- [GOAL] All lines from the line containing "form [(504, 453)]." up to and including the last line of the listing below should be echoed exactly; no other lines belong in the response.

- [AVAILABLE DATA]
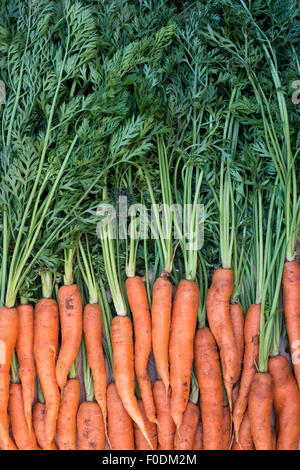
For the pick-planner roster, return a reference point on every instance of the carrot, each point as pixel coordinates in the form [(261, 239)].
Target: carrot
[(218, 314), (245, 437), (46, 325), (183, 326), (252, 325), (140, 441), (139, 306), (119, 423), (90, 426), (286, 403), (19, 426), (226, 428), (38, 419), (184, 438), (237, 320), (291, 305), (70, 312), (66, 421), (166, 426), (198, 440), (260, 409), (161, 324), (92, 327), (208, 371), (8, 338), (122, 343), (24, 349)]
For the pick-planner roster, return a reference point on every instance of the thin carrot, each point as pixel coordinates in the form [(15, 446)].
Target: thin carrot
[(122, 342), (45, 346), (184, 438), (183, 326), (260, 409), (252, 325), (19, 426), (140, 441), (161, 324), (208, 371), (291, 305), (139, 306), (66, 420), (286, 403), (38, 420), (166, 427), (119, 423), (24, 349), (218, 314), (8, 338)]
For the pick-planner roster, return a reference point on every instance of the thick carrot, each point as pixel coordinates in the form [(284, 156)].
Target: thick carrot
[(24, 348), (226, 428), (208, 371), (183, 326), (90, 426), (8, 338), (161, 324), (245, 436), (198, 441), (66, 421), (286, 403), (260, 409), (70, 312), (252, 324), (92, 327), (218, 314), (119, 423), (122, 343), (237, 320), (46, 325), (38, 420), (140, 441), (22, 436), (139, 306), (291, 305), (184, 438), (166, 427)]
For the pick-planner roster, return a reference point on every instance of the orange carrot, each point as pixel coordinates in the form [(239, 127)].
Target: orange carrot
[(140, 441), (184, 438), (38, 419), (90, 426), (161, 324), (24, 349), (237, 320), (260, 409), (252, 325), (291, 305), (139, 306), (245, 437), (218, 315), (8, 338), (119, 423), (183, 326), (286, 403), (92, 327), (166, 426), (198, 441), (122, 343), (70, 312), (19, 426), (66, 421), (45, 348), (208, 371)]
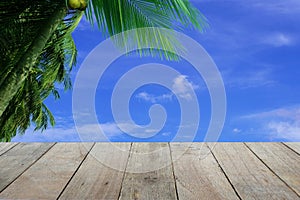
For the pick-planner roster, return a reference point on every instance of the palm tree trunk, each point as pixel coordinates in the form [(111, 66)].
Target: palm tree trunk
[(18, 75)]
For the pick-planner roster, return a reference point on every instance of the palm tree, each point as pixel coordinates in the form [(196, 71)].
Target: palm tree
[(37, 49)]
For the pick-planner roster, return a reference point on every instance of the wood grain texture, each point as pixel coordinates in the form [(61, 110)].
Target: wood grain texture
[(198, 175), (154, 182), (283, 162), (15, 162), (249, 176), (96, 179), (6, 146), (294, 145), (48, 176)]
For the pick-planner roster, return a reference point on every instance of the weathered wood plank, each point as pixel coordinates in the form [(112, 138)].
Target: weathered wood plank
[(14, 162), (149, 173), (198, 175), (294, 145), (250, 177), (284, 162), (5, 146), (100, 175), (48, 176)]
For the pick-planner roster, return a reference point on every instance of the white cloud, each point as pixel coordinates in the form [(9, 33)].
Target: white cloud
[(88, 132), (282, 123), (285, 129), (154, 99), (278, 40), (183, 88), (236, 130), (248, 79)]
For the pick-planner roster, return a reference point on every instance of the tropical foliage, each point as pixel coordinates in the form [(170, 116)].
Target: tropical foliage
[(37, 49)]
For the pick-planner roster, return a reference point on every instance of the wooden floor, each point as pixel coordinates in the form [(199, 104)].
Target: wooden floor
[(150, 171)]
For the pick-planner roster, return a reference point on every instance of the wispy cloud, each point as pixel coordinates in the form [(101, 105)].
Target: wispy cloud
[(154, 99), (86, 132), (278, 40), (181, 87), (281, 123), (248, 79)]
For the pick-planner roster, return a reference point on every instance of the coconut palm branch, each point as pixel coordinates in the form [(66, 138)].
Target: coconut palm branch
[(37, 49)]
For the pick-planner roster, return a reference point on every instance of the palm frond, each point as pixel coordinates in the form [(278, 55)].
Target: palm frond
[(119, 16)]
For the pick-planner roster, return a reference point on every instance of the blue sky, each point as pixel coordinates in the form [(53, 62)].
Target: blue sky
[(255, 46)]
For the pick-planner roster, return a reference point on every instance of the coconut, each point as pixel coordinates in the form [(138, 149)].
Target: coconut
[(74, 4), (83, 5)]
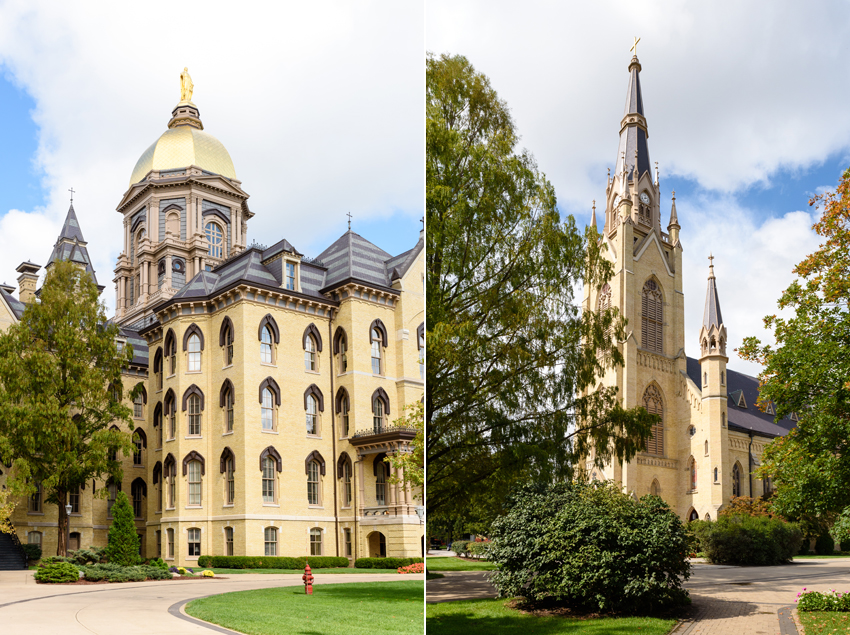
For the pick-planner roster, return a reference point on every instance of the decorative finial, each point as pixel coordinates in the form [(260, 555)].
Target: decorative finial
[(186, 85)]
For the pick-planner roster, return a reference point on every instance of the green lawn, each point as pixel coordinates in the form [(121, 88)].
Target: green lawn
[(443, 563), (824, 622), (298, 571), (484, 617), (333, 609)]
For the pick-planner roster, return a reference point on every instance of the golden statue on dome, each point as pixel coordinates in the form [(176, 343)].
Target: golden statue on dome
[(186, 85)]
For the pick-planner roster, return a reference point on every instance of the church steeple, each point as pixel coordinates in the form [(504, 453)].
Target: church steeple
[(633, 131)]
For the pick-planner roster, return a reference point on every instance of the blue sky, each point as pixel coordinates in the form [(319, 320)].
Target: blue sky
[(318, 120)]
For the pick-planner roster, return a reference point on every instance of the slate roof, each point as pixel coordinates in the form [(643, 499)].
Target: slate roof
[(632, 136), (749, 419)]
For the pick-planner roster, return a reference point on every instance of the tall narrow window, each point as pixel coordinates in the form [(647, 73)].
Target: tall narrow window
[(194, 542), (381, 483), (231, 483), (376, 352), (214, 236), (654, 404), (652, 318), (194, 353), (228, 541), (313, 483), (266, 346), (267, 409), (310, 354), (194, 483), (315, 542), (268, 480), (312, 416), (194, 416)]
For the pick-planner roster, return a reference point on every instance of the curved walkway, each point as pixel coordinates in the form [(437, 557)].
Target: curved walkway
[(134, 608), (726, 600)]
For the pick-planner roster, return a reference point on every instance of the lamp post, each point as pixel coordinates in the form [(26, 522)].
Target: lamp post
[(68, 509)]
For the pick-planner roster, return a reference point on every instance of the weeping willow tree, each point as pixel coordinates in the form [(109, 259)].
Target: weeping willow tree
[(512, 359)]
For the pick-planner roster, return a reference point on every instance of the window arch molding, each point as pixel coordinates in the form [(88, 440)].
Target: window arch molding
[(271, 453), (226, 454), (226, 324), (339, 335), (193, 329), (315, 455), (193, 456), (381, 394), (312, 331), (377, 324), (193, 390), (270, 383), (269, 321), (313, 389)]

- [SOLUTION]
For the pick-planner roster, return a reference point on every instance of the church steeple, each point as pixel coordinates in the form [(504, 453)].
Target: church steeple
[(633, 131)]
For the pick-planner roster, return a reference point on every instance of the blue sky, each point as pixel coordinates in the form [(319, 320)].
Target: blue sky
[(318, 120)]
For the pick-planner roster, return a reference point on every instance of the slate roof, each point as pixel coordinates in the form [(643, 499)].
Target: slate roof
[(632, 136), (749, 419)]
For the pick-planner roster, return a reference point on every instance of the tall narrow window, each point as pixel coordinates in the form [(647, 73)].
Target: tall narrow window
[(194, 542), (381, 483), (231, 483), (376, 352), (214, 236), (654, 404), (652, 318), (194, 353), (228, 541), (313, 483), (266, 346), (267, 409), (310, 354), (194, 483), (315, 542), (268, 480), (312, 416), (194, 416)]
For the pick-planner roster, return a reference point on every instance of the curved walkway, each point as pixel coordinates in the form [(437, 557)].
Target: curved walkway
[(134, 608), (726, 600)]
For the pick-planner roster, return a reference point on every instance of the lamp post, each point as pixel coordinates in the form [(26, 522)].
Target: lamp post
[(68, 509)]
For the pick-planner roster, return a reference point on every instance of the weeping willow tree, each point as pixel coordinates in the form [(109, 259)].
Target: weeping willow tree
[(512, 359)]
For the pick-planner roster, return a reference point on every instance of the window arch molding, each point as pixel coordinates in the form [(88, 440)].
Target: window arch molding
[(271, 453), (226, 454), (226, 324), (339, 335), (193, 329), (315, 455), (193, 456), (381, 394), (312, 331), (377, 324), (193, 390), (270, 383), (269, 321), (313, 389)]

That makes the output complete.